* Task goal: Count the lines of the data below that contain the string "List", with case counting. Reply with the number only.
★ ★ ★ ★ ★
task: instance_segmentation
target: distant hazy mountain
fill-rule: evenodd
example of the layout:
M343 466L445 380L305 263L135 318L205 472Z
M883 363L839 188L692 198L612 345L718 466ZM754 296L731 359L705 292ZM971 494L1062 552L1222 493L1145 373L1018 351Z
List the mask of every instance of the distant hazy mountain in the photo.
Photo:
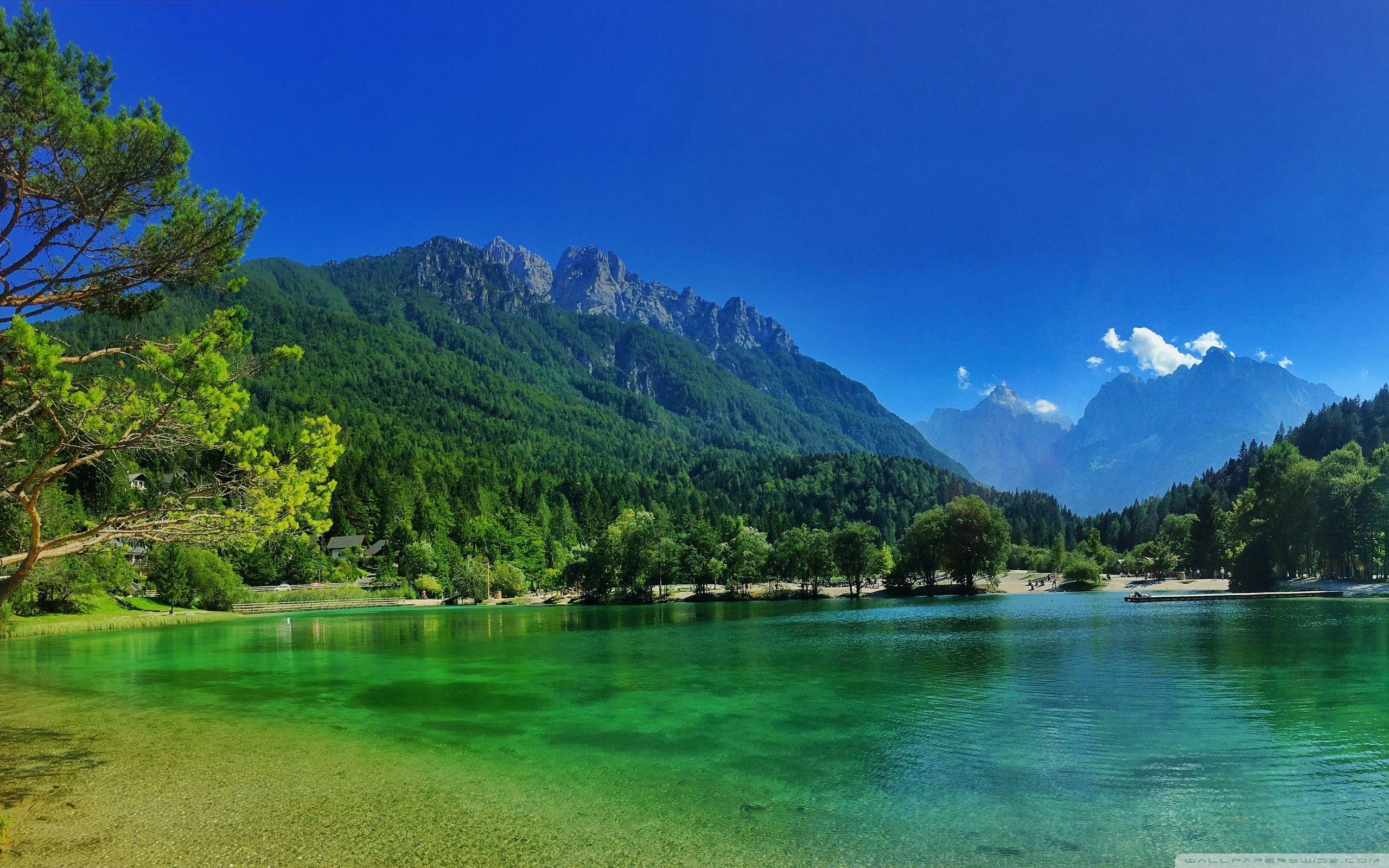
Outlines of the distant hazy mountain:
M1051 447L1071 419L1040 414L1001 385L970 410L936 410L917 429L981 482L1014 490L1029 487L1039 468L1050 467Z
M1211 350L1167 376L1122 374L1104 383L1070 431L1011 393L968 411L938 410L918 429L979 479L1042 489L1086 515L1188 482L1240 443L1267 443L1279 425L1336 400L1329 386L1275 364Z
M1042 486L1082 512L1124 507L1220 467L1249 440L1339 400L1285 368L1211 350L1167 376L1124 374L1100 387L1056 446Z

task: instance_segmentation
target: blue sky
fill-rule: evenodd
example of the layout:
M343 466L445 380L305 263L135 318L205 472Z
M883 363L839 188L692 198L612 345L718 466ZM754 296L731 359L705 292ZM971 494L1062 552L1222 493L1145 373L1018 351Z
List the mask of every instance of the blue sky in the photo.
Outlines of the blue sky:
M53 12L265 206L253 256L599 244L908 421L1078 417L1147 332L1389 379L1389 4L667 6Z

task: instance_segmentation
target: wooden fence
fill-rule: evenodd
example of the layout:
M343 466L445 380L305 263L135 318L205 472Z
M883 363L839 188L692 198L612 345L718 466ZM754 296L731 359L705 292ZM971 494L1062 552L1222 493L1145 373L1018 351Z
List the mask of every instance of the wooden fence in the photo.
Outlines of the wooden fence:
M236 603L233 612L258 615L264 612L297 612L319 608L374 608L376 606L410 606L406 597L356 597L351 600L294 600L290 603Z

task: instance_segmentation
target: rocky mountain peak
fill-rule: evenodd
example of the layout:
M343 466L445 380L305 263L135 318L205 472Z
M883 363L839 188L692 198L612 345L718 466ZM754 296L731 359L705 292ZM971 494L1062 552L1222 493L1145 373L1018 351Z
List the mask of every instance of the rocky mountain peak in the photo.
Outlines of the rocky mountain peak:
M486 258L499 265L506 265L507 271L515 275L533 296L550 296L550 287L554 285L554 272L550 269L550 264L544 261L544 257L525 247L513 246L500 235L488 242L481 250Z
M583 314L636 321L689 337L710 351L725 347L775 347L797 353L779 322L757 312L740 297L724 307L694 294L675 292L658 281L643 281L613 251L569 247L554 268L554 303Z

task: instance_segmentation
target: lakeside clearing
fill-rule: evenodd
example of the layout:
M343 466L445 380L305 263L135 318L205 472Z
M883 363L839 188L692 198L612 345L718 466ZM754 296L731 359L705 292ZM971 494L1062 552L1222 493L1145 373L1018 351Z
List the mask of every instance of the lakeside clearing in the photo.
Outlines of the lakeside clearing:
M85 597L81 612L54 612L47 615L11 617L0 636L18 639L22 636L56 636L58 633L88 633L97 631L128 631L146 626L174 626L178 624L203 624L236 618L232 612L213 612L199 608L174 608L146 597L122 597L125 606L114 597L101 594ZM126 608L129 607L129 608Z
M981 585L975 593L978 596L990 594L1043 594L1043 593L1067 593L1061 592L1058 587L1051 585L1045 586L1028 586L1029 581L1035 581L1046 576L1047 574L1028 572L1025 569L1011 569L997 578L997 586L995 589L985 587ZM1313 579L1300 578L1292 582L1283 582L1279 585L1281 590L1339 590L1347 597L1379 597L1389 596L1389 583L1385 582L1346 582L1338 579ZM1140 576L1111 576L1104 581L1103 587L1096 587L1090 592L1076 592L1083 593L1131 593L1133 590L1149 592L1181 592L1181 593L1225 593L1229 590L1229 583L1225 579L1145 579ZM783 601L783 600L807 600L799 594L799 589L792 585L781 583L779 586L772 582L753 585L750 586L750 596L747 597L731 597L722 589L717 592L706 592L703 594L696 594L693 586L690 585L669 585L667 592L647 606L657 606L664 603L738 603L738 601ZM293 597L299 601L321 601L324 607L321 610L306 607L299 611L315 612L315 611L329 611L335 607L331 603L340 599L369 599L371 594L358 593L350 597L339 597L328 592L289 592L278 594L261 594L265 601L275 601L272 599L279 597ZM261 599L257 596L257 600ZM922 589L917 589L911 594L892 593L883 587L864 589L861 599L865 600L882 600L882 599L914 599L926 597L928 594ZM967 596L961 586L942 583L935 589L936 597L954 597ZM821 586L820 600L842 600L850 599L847 586ZM174 614L169 614L167 606L163 606L154 600L146 597L124 597L124 603L132 606L133 608L125 608L113 597L88 597L83 604L88 610L83 612L68 612L68 614L49 614L49 615L29 615L29 617L13 617L8 622L8 629L0 633L0 637L18 639L24 636L53 636L60 633L85 633L85 632L100 632L100 631L124 631L124 629L143 629L150 626L175 626L182 624L206 624L210 621L226 621L235 618L249 618L256 614L243 612L219 612L219 611L206 611L197 608L175 608ZM392 606L400 606L399 603L392 603ZM410 600L410 607L433 607L444 606L443 600ZM590 606L581 600L576 594L563 594L554 592L544 592L536 594L521 594L515 597L504 597L496 600L486 600L481 606L538 606L538 607L553 607L553 606Z

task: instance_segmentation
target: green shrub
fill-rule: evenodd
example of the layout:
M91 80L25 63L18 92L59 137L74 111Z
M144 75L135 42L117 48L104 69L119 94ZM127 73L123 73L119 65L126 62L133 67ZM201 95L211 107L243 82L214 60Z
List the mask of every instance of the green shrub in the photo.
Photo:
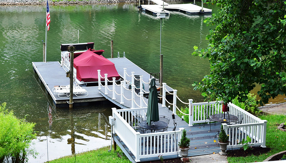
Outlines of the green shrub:
M35 124L17 119L6 106L6 103L0 104L0 163L27 162L28 156L35 158L37 154L30 148L36 137L33 133Z
M259 110L258 106L256 104L256 95L254 96L254 94L249 93L247 96L247 99L243 102L239 102L238 96L233 100L232 102L234 104L250 113L255 116L258 116L261 111Z
M181 141L178 144L181 148L187 148L190 146L190 139L186 136L186 131L184 129L183 130L183 134L182 135Z
M221 132L219 136L219 141L221 143L228 143L229 142L229 136L227 135L223 127L221 125Z

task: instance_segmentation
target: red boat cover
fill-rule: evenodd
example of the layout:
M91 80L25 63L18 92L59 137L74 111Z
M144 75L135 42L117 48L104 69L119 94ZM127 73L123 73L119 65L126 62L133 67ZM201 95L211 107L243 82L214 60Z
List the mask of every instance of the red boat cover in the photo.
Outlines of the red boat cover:
M101 76L107 74L107 78L112 80L120 76L113 63L102 55L99 55L88 50L77 57L74 61L74 67L76 69L76 78L84 82L98 81L97 70L100 70ZM103 78L101 78L103 79ZM102 81L102 79L101 79Z

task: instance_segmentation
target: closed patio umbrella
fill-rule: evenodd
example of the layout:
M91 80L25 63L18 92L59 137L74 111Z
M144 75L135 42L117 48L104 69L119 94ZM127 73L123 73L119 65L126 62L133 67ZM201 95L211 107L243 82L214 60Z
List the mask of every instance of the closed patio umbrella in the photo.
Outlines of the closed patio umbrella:
M159 110L158 108L158 98L157 88L155 83L155 79L152 78L149 85L149 97L148 99L147 109L147 123L148 125L151 124L151 121L157 122L159 120Z

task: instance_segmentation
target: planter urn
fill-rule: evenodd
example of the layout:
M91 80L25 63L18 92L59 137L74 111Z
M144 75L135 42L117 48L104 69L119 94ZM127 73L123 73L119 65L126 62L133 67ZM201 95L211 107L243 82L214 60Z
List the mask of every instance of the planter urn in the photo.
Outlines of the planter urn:
M179 147L179 149L181 150L181 155L183 156L183 158L186 158L188 156L188 151L190 147L189 147L187 148L181 148Z
M221 152L219 152L221 155L226 155L227 154L227 152L225 152L225 150L227 150L227 144L229 144L229 142L227 143L221 143L219 142L219 144L220 149L221 149Z

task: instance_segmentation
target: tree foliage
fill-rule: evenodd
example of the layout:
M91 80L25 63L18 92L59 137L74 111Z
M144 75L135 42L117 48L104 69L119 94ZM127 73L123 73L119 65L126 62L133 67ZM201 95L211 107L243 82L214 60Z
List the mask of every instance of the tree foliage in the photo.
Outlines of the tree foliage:
M256 86L260 104L286 92L286 2L272 0L211 0L221 7L205 20L216 26L205 49L192 55L208 58L209 75L193 84L208 100L243 102Z
M29 155L35 157L37 154L30 147L36 137L33 133L35 124L17 118L6 106L0 104L0 163L23 163Z

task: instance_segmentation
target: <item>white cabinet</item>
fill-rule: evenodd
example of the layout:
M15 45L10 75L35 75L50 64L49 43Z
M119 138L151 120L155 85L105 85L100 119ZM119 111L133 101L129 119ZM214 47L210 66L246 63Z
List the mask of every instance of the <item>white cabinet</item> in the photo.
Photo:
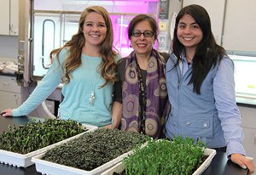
★ ★ ★ ★ ★
* Result for this exercise: 11